> _EXTRAIT FOURNI_
Suivent les signatures du maire, des experts, des officiers municipaux et des notables de la ville de Cluny 

Il s’agit de l’une des rares mentions concernant des bœufs dans les Délibérations Municipales D1 conservées aux Archives Municipales de Cluny. On est 1795, « année de la faim », en pleine tourmente révolutionnaire, pendant la Convention: les dates de ces deux délibérations, 25 nivose an III (janvier 1795) et 14 pluviose an III (février 1795), correspondent à une période de privations et de réquisitions pour les habitants de Cluny et des alentours.

« 14 paires de bœufs munis de jougs, deux paires par attelage, avec harnais et  agrais pour le trait ».

Très peu d’informations. Pas d’explication complémentaire. On aurait pu penser, à première lecture, que ces 14 bœufs, avec jougs, harnais et agrès (liens en cuir et/ou corde et anneaux de traction en cuir ou bois torsadé, appelés cordets dans la région) pouvaient être destinés aux labours. Or nous sommes en plein hiver, en janvier et février 1795, un froid exceptionnel s’installe dans tout le Clunysois : « La glace tient la Grosne et empêche le jeu des moulins qui sont arrêtés », et « les amas de neige couvrent l’horizon ». De plus, cette réquisition se fait en plus dans l’urgence. Il faut donc chercher une autre cause que celle d’un hypothétique travail agricole, car les sols sont gelés sur une belle épaisseur.

boeufs cluny maroussia image 5 Collect marie thérèse prost tous droits réservés

Collection M.-Thérèse PROST

Tous droits réservés

C’est dans le contexte de ces années révolutionnaires qu’il faut chercher une éventuelle explication. On a brûlé les terriers seigneuriaux sur la place de la Foire de Cluny en haut de la rue du Merle le 28 septembre 1793, et depuis cette date, la commune procède régulièrement à des réquisitions de subsistances, notamment de grains : « froment, orge, gesses (une légumineuse ressemblant aux pois), turquis (maïs) et seigle ». Dans l’hiver 1793-1794, on les entrepose dans l’église Notre-Dame, et ces céréales sont destinées à nourrir les indigents, environ 5% des 4 000 habitants de cette ville qui, fin XVIII° s., « sont dans une disette effroyable ».

En janvier 1794, le district de Mâcon exige des communes du canton de Cluny des grains, des légumes, de la paille et même « 21 bœufs gras et 4 vaches », ainsi que « tous les cochons tant morts que vifs ».

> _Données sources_

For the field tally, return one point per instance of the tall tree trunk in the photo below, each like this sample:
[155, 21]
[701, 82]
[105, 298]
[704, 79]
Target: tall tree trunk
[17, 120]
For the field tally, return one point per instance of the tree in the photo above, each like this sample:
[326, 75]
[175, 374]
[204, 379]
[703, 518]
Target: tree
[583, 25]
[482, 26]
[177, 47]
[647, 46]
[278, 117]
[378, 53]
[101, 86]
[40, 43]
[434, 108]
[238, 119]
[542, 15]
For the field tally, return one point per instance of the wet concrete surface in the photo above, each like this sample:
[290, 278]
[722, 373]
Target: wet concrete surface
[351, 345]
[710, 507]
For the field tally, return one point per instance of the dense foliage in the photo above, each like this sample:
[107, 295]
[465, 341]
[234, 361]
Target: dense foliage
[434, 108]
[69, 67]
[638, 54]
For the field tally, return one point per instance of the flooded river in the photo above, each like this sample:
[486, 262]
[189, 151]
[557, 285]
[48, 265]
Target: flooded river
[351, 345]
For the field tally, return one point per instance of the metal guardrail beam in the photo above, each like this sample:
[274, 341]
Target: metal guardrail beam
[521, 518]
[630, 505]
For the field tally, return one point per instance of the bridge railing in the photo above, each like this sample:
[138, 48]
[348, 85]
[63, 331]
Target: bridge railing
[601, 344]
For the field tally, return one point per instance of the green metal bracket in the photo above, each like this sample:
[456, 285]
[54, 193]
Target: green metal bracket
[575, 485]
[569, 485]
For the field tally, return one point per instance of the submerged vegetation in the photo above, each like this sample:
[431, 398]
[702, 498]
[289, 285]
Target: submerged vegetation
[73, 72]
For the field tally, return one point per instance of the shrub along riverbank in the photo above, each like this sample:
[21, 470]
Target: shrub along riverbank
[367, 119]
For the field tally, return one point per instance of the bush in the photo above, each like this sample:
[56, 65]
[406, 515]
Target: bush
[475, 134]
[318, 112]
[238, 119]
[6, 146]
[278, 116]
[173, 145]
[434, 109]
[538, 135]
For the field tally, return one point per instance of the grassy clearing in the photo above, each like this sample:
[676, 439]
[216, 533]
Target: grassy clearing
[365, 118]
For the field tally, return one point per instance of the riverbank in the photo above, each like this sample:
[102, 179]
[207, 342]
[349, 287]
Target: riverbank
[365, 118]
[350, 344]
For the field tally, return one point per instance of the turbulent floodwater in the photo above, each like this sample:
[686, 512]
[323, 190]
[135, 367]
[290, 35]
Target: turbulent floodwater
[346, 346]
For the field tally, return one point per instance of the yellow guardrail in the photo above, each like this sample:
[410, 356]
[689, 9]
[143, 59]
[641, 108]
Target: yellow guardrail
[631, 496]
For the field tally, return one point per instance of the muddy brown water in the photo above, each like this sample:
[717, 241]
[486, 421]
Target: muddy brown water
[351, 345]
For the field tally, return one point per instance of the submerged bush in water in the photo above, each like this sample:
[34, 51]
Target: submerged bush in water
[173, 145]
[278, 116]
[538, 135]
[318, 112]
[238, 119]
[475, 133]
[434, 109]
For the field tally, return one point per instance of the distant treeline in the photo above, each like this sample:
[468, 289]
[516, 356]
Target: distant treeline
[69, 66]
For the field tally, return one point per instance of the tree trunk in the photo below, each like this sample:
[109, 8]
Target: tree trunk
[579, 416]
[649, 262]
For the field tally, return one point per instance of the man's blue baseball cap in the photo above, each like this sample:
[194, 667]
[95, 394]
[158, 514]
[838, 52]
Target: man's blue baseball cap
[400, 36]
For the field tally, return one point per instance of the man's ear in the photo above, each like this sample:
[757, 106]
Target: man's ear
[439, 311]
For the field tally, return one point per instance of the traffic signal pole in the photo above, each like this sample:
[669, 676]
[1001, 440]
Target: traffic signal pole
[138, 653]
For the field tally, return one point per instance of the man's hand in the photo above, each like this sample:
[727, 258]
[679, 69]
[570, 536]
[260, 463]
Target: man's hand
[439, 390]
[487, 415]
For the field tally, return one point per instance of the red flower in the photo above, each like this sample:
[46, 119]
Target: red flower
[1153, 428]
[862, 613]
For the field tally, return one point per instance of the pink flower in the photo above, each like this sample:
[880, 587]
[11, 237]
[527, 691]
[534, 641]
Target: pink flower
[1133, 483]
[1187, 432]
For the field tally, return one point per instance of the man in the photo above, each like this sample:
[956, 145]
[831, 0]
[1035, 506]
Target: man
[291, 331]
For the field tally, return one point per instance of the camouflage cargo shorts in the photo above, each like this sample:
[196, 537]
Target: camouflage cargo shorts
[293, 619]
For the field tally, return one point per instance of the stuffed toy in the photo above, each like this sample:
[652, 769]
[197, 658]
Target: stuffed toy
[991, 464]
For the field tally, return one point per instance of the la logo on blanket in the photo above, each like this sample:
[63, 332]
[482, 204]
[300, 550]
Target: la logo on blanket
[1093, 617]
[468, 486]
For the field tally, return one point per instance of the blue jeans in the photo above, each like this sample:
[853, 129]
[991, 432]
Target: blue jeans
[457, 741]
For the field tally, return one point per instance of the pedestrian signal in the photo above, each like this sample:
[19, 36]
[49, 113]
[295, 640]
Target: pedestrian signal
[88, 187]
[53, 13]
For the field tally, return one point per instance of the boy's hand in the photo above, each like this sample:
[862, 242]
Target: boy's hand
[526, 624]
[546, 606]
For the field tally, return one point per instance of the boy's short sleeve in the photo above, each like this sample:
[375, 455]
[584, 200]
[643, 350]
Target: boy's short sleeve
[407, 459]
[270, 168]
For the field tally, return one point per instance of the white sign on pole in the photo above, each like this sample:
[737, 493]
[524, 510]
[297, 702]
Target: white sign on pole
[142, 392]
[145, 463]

> _EXPLORER LE DOCUMENT_
**a)** Répondez à ces questions sur l'extrait consacré aux bœufs de Cluny :
(i) Quelle rivière la glace tient-elle pendant l'hiver 1795 ?
(ii) À quelle date les terriers seigneuriaux ont-ils été brûlés sur la place de la Foire ?
(iii) Dans quel édifice les grains ont-ils été entreposés pendant l'hiver 1793-1794 ?
**b)** Dans l'extrait fourni, relevez tout le passage depuis « Il s’agit de » jusqu'à « et des alentours. ».

> _CORRIGÉ DES EXERCICES_
**a)**
(i) La Grosne.
(ii) Le 28 septembre 1793.
(iii) Dans l'église Notre-Dame.

**b)**
Il s’agit de l’une des rares mentions concernant des bœufs dans les Délibérations Municipales D1 conservées aux Archives Municipales de Cluny. On est 1795, « année de la faim », en pleine tourmente révolutionnaire, pendant la Convention: les dates de ces deux délibérations, 25 nivose an III (janvier 1795) et 14 pluviose an III (février 1795), correspondent à une période de privations et de réquisitions pour les habitants de Cluny et des alentours.